- Passage provided
We discussed in class a predicate that finds the transitive closure of a
relation:

transit(Rel, S, T) :- call(Rel, S, X), (X = T; transit(Rel, X, T)).

One may consider this a graph algorithm, where call(Rel, S, T) is true if an
arc exists from S to T, and transit(Rel, S, T) is true if a path exists from
S to T.

Unfortunately, this definition is only sound if Rel is acyclic. That is,
transit will try to find every path from S to T, and the number of paths is
potentially infinite.

For this assignment, write path/5, a relation that holds between a predicate,
two atoms, a path from the first atom to the second following that predicate,
and an integer that is the length of the path.

path(:Rel, ?Source, ?Target, ?Path, ?Length)

Path must have Source as its first element and Target as its last element.
The total number of elements in Path must be Length. Each successive pair of
elements in Path must have the Rel relation. Thus, Path=[a,b,c] and Rel=foo,
implies foo(a,b), foo(b,c).

Importantly, no element may occur in Path more than once. That is, path/5 must
avoid getting stuck in cycles.

There is no restriction on the type of elements that may occur in Path, beyond
those implied by Rel.

is_a(parallelogram, quadrilateral).
is_a(trapezoid, quadrilateral).
is_a(rhombus, parallelogram).
is_a(rectangle, parallelogram).
is_a(square, rhombus).
is_a(square, rectangle).

?- path(is_a, square, quadrilateral,
[square, rhombus, parallelogram, quadrilateral], 4).
true.
?- path(is_a, square, parallelogram, [square, trapezoid, parallelogram], 3).

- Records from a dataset
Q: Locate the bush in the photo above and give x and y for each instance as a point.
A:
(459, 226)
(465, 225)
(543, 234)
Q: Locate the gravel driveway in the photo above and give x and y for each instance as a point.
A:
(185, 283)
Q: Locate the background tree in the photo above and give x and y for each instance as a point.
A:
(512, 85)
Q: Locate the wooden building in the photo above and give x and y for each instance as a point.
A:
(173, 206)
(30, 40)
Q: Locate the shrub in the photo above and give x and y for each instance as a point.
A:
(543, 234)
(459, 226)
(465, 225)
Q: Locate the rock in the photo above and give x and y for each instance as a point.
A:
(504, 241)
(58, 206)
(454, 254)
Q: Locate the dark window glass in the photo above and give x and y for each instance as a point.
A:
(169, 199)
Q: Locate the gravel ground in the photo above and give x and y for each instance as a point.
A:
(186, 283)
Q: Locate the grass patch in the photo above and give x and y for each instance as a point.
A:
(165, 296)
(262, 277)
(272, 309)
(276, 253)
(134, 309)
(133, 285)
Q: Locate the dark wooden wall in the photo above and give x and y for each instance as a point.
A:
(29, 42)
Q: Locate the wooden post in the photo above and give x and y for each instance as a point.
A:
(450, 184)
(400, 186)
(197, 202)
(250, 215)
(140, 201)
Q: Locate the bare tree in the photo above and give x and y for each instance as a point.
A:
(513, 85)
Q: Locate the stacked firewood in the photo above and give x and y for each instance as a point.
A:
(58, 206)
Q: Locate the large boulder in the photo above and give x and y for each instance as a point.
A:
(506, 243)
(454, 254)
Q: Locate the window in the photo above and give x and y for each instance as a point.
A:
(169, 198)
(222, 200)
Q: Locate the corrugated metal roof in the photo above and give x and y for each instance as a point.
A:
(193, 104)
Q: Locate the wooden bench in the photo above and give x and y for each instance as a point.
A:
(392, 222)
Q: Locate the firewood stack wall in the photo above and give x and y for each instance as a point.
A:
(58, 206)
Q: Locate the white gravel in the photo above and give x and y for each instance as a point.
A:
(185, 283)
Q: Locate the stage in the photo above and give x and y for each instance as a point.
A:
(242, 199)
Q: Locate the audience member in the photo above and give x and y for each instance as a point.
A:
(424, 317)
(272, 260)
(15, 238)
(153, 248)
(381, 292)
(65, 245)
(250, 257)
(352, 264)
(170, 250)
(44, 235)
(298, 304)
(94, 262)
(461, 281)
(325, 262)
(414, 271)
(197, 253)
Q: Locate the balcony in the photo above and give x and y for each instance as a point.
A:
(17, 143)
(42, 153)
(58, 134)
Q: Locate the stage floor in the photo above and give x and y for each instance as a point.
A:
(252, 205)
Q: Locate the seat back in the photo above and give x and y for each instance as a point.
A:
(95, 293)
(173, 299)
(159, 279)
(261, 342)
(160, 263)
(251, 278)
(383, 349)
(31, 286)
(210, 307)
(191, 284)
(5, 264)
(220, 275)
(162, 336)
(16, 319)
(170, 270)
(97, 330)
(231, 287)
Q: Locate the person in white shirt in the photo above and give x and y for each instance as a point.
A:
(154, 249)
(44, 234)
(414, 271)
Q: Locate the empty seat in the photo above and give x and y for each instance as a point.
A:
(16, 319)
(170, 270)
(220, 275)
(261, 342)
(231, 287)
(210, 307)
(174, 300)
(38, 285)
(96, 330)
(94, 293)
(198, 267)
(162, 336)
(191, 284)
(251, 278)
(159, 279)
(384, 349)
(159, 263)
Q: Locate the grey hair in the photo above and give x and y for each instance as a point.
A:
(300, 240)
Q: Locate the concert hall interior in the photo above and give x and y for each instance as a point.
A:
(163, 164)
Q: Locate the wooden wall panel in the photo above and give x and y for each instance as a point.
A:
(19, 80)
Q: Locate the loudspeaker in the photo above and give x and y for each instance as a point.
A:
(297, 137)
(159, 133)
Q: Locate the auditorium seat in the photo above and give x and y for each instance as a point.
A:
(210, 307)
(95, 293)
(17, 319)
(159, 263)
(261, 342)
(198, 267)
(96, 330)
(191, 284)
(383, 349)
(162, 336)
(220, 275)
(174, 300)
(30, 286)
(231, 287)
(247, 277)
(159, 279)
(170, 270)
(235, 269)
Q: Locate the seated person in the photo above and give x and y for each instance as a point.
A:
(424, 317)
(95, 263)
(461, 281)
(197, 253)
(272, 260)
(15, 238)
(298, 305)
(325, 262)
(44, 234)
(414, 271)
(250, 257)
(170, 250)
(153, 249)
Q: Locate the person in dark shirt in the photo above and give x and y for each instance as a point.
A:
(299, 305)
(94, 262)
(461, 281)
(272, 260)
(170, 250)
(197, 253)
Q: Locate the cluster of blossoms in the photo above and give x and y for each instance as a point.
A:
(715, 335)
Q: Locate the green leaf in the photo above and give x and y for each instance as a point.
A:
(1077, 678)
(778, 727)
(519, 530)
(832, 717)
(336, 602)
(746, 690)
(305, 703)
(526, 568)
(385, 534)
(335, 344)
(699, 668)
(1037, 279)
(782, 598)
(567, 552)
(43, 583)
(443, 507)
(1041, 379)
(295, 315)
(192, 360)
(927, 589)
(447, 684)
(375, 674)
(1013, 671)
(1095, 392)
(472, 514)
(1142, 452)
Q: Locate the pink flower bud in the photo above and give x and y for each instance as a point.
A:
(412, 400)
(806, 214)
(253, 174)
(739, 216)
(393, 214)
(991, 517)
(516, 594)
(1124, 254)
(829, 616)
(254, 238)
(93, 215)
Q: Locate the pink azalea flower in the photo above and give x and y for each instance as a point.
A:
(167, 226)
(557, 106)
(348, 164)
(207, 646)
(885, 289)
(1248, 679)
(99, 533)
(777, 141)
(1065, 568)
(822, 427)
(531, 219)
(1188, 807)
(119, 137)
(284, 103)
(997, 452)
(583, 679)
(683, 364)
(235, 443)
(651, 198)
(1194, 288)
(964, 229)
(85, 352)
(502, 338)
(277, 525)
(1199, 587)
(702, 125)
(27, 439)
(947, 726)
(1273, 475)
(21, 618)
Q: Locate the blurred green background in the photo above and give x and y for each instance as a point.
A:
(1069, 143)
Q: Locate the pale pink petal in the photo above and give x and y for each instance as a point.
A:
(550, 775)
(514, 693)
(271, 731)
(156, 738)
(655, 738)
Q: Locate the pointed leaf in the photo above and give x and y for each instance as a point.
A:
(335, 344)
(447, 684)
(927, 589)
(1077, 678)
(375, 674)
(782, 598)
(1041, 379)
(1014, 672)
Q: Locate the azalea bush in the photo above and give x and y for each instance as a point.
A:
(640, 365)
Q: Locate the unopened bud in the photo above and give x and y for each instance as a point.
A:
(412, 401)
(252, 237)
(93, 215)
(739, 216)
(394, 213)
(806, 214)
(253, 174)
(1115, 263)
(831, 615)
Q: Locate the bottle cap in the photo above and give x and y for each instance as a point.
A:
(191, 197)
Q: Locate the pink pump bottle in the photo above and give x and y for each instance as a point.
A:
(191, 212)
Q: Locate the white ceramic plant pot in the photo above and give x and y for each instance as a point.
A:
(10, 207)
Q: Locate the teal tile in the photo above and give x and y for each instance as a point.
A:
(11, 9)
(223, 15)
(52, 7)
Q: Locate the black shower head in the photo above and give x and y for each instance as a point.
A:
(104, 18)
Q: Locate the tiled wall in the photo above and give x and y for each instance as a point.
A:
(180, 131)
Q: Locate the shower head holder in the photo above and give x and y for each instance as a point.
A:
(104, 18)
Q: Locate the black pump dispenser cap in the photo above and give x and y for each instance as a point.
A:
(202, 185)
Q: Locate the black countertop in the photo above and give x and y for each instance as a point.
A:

- Directives
1: Reproduce everything in the path/5 assignment from "is_a(trapezoid, quadrilateral)." down to "trapezoid, parallelogram], 3).".
2: Go on with the path/5 assignment, starting right after its final line.

- Answers per task
1:
is_a(trapezoid, quadrilateral).
is_a(rhombus, parallelogram).
is_a(rectangle, parallelogram).
is_a(square, rhombus).
is_a(square, rectangle).

?- path(is_a, square, quadrilateral,
[square, rhombus, parallelogram, quadrilateral], 4).
true.
?- path(is_a, square, parallelogram, [square, trapezoid, parallelogram], 3).

2:
false.


friend(alice, bob).
friend(bob, carol).
friend(carol, daniel).
friend(carol, eve).

friends(A,B) :- friend(A,B); friend(B,A).

?- path(friends, eve, bob, [eve, carol, bob], 3).
true.


Your definition of path/5 should work in as many modes as possible. You will
receive partial credit for those modes which you are able to implement.
You will receive credit for implementing these modes:

A) path(+Rel, +S, +T, ++P, +N)
confirm that P is a path from S to T with length N (20 points)

B) path(+Rel, ?S, ?T, +P, ?N)
confirm that P is a path, find source, target, and length (20 points)

C) path(+Rel, +S, +T, ?P, +N)
find length-N paths from S to T (20 points)

D) path(+Rel, +S, +T, ?P, ?N)
find paths from S to T (20 points)

E) path(+Rel, ?S, ?T, ?P, +N)
find all length-N paths (10 points)

F) path(+Rel, ?S, ?T, ?P, ?N)
find all paths (10 points)

Indicate in your submission which modes you have attempted. We will not record
scores for those modes you have not attempted.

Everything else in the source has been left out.